### PROVIDED MATERIAL
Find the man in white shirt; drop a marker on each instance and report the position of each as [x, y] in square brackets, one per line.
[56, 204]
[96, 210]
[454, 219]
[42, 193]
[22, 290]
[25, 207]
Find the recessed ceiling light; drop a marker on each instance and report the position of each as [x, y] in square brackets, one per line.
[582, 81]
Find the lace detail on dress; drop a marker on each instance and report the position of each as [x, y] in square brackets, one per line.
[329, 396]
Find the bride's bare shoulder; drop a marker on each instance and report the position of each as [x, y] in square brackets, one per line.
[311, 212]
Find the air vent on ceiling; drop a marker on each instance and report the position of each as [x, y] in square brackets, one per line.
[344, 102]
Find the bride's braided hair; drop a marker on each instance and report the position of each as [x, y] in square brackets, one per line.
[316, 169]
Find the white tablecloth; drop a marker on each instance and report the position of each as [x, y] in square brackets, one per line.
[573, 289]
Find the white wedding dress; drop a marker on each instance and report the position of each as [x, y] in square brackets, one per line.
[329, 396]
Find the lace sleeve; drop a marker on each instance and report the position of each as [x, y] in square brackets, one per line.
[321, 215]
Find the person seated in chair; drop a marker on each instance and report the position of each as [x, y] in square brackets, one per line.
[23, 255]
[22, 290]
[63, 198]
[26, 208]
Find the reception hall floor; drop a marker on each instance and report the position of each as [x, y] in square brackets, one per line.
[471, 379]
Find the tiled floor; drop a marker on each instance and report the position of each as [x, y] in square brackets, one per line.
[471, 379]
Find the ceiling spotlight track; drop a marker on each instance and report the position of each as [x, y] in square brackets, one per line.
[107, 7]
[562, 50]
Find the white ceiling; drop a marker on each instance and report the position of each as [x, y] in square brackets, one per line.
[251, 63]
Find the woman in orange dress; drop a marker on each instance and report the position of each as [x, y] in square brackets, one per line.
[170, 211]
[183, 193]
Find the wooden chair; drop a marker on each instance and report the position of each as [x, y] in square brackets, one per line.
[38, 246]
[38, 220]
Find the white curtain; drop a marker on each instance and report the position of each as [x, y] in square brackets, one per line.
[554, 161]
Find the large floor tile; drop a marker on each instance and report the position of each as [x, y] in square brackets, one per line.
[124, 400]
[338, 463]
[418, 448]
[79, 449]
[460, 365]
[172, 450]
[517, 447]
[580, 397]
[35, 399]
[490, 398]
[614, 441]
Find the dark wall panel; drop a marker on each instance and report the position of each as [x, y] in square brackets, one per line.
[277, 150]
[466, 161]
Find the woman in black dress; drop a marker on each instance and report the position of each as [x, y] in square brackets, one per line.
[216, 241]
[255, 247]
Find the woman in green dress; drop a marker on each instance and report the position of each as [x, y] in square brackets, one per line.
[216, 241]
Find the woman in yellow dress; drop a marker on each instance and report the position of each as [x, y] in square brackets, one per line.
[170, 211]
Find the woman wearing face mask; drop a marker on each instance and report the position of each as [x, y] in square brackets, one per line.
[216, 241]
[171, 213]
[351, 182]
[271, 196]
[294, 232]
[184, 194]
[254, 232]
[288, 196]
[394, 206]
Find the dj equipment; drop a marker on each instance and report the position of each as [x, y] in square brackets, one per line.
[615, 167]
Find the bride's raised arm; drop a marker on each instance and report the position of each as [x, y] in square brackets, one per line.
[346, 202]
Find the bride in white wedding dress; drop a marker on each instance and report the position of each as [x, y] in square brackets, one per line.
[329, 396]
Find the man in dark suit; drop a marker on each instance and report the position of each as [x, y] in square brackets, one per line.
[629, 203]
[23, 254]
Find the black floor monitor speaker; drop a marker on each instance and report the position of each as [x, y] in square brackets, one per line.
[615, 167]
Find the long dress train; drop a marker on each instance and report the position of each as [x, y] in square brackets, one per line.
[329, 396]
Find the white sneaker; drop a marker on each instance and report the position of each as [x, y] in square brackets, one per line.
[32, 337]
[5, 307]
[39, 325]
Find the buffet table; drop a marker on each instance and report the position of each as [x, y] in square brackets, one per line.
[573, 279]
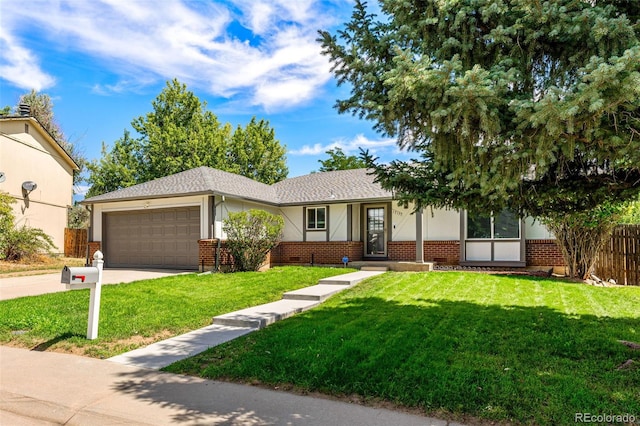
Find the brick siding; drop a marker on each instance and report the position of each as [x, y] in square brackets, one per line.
[443, 252]
[94, 246]
[543, 253]
[326, 253]
[539, 253]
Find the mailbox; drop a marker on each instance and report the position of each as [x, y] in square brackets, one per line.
[80, 275]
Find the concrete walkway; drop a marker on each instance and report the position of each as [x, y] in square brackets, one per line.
[235, 324]
[12, 288]
[48, 388]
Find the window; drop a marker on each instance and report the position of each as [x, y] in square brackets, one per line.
[502, 225]
[316, 218]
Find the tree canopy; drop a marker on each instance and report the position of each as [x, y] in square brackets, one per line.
[528, 105]
[180, 134]
[501, 99]
[338, 160]
[42, 109]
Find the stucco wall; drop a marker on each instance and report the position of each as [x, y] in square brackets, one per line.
[29, 156]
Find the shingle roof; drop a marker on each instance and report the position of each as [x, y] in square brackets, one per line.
[327, 187]
[341, 185]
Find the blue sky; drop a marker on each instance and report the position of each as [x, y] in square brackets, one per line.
[104, 61]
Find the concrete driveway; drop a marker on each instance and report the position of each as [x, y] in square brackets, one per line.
[12, 288]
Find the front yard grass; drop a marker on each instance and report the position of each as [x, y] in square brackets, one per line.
[143, 312]
[465, 346]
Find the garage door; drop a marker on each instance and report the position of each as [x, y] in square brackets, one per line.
[156, 238]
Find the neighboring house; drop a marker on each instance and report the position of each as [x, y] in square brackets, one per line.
[175, 222]
[38, 173]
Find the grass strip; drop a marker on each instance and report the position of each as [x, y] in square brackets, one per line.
[142, 312]
[502, 348]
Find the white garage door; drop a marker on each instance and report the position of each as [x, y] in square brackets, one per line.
[155, 238]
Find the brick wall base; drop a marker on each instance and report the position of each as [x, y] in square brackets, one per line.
[442, 252]
[543, 253]
[321, 253]
[539, 253]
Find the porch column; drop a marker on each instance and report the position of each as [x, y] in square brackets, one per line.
[419, 238]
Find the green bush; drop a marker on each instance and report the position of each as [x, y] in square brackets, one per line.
[251, 235]
[25, 243]
[631, 215]
[17, 243]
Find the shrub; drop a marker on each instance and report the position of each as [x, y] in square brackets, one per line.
[25, 243]
[250, 237]
[19, 243]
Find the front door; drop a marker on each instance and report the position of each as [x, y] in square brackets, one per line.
[376, 232]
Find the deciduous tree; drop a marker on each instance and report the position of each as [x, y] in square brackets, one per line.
[181, 134]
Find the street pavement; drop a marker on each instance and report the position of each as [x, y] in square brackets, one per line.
[48, 388]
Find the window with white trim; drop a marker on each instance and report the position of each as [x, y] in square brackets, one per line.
[504, 224]
[316, 218]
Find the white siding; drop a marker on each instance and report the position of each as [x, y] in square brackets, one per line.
[403, 226]
[292, 223]
[338, 222]
[442, 224]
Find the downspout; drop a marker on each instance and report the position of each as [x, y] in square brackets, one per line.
[89, 208]
[219, 244]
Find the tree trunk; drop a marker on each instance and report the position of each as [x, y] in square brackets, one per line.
[580, 242]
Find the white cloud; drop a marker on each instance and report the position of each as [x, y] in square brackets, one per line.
[19, 66]
[349, 146]
[280, 66]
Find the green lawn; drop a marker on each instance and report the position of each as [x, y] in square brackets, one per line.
[139, 313]
[461, 345]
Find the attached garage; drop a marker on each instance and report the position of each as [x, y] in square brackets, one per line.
[152, 238]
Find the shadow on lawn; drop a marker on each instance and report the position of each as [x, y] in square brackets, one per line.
[46, 345]
[528, 364]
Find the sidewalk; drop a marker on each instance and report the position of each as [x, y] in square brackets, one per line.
[235, 324]
[44, 388]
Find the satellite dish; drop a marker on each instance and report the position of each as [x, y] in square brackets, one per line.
[29, 185]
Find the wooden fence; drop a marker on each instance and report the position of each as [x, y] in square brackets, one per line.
[75, 242]
[620, 259]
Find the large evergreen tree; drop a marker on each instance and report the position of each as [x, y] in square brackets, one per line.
[181, 134]
[510, 103]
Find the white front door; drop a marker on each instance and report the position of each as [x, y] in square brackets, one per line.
[376, 231]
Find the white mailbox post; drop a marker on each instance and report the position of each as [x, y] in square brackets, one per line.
[91, 278]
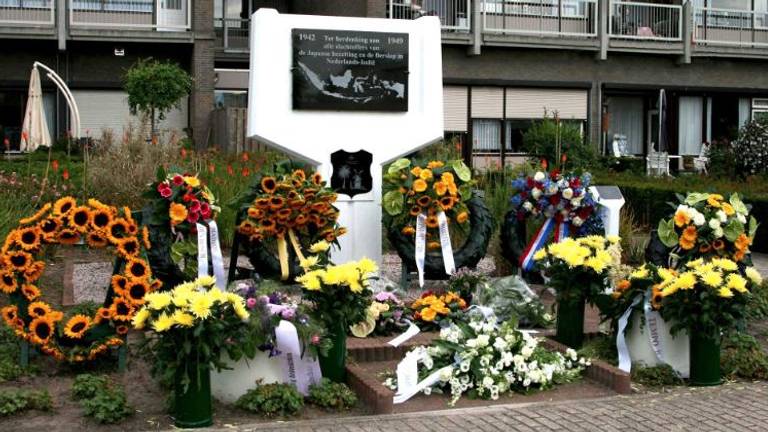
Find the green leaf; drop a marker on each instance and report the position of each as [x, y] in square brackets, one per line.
[667, 233]
[733, 230]
[393, 202]
[461, 170]
[399, 165]
[696, 197]
[752, 226]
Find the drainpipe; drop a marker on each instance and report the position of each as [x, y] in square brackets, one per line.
[688, 26]
[477, 28]
[604, 14]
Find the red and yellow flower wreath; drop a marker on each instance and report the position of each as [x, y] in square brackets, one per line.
[78, 337]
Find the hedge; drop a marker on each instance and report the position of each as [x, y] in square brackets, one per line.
[649, 201]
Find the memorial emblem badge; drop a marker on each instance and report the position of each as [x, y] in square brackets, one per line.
[350, 70]
[351, 172]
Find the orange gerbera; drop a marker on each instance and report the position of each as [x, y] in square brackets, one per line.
[268, 184]
[79, 218]
[77, 326]
[63, 206]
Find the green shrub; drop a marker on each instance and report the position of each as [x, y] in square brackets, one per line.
[108, 405]
[656, 376]
[742, 356]
[88, 385]
[272, 400]
[14, 401]
[332, 396]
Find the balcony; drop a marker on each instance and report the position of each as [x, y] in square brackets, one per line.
[454, 14]
[729, 28]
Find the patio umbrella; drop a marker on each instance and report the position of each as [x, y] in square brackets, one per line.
[34, 129]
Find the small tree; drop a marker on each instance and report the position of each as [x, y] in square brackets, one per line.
[154, 88]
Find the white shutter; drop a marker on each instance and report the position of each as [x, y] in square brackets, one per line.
[529, 103]
[102, 110]
[487, 102]
[455, 108]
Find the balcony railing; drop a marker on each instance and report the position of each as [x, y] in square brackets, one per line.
[541, 18]
[646, 21]
[232, 34]
[730, 27]
[162, 15]
[454, 14]
[27, 12]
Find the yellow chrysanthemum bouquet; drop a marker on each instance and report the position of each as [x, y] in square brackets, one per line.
[339, 295]
[578, 270]
[706, 297]
[191, 327]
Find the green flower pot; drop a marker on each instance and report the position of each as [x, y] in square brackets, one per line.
[334, 364]
[705, 360]
[193, 408]
[570, 322]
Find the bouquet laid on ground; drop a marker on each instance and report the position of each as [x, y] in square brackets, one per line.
[485, 360]
[435, 189]
[180, 201]
[433, 311]
[706, 225]
[191, 326]
[579, 268]
[268, 307]
[706, 297]
[290, 207]
[386, 316]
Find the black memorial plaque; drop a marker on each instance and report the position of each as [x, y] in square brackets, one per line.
[343, 70]
[351, 172]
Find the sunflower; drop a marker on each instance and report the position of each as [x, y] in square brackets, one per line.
[48, 228]
[10, 314]
[128, 247]
[119, 283]
[100, 218]
[446, 203]
[68, 236]
[121, 310]
[432, 222]
[137, 269]
[29, 238]
[8, 283]
[63, 206]
[31, 292]
[317, 179]
[34, 218]
[41, 329]
[79, 218]
[96, 239]
[77, 326]
[268, 184]
[38, 309]
[18, 260]
[136, 291]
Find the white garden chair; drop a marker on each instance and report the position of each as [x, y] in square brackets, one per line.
[701, 161]
[657, 163]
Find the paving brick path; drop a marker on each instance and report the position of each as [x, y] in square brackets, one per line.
[732, 407]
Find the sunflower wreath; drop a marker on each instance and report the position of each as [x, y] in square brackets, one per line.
[434, 187]
[284, 214]
[74, 337]
[176, 202]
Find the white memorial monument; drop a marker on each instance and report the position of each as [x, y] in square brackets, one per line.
[346, 95]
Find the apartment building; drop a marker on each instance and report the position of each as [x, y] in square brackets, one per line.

### ACTIVITY
Reproduce, unchanged, the line containing "Find the sunflower;" and each line after it through the end of the listing above, and nothing else.

### ANSWER TO THE EXERCISE
Find the sunflower; drop a marker on each instance and report the position of each as [x, y] in square brackets, one per line.
[48, 228]
[10, 314]
[128, 247]
[119, 283]
[100, 218]
[446, 203]
[68, 236]
[121, 310]
[432, 222]
[137, 269]
[29, 238]
[8, 283]
[63, 206]
[31, 292]
[317, 179]
[34, 218]
[41, 329]
[79, 218]
[96, 239]
[77, 326]
[268, 184]
[38, 309]
[18, 260]
[136, 291]
Find the white garden chair; drop a marker on each instance and report the position of each as [x, y] in square brackets, one per line.
[701, 161]
[657, 163]
Find the paving brick path; drop a marker on each instance and report the position of each as [x, y] in square brackets, one per line.
[732, 407]
Find the sunflower wreath; drop a marker on each instance and report the position of each as [x, y] in square brackets, one per line.
[434, 187]
[284, 214]
[74, 337]
[176, 202]
Find the white memorial monument; drop a marker on each instance and report the position of each as [x, y] in square brackets, one per line.
[346, 95]
Find the apartment building; drop a marker on each instance and report the position of each as [x, y] in square brackets, one per line.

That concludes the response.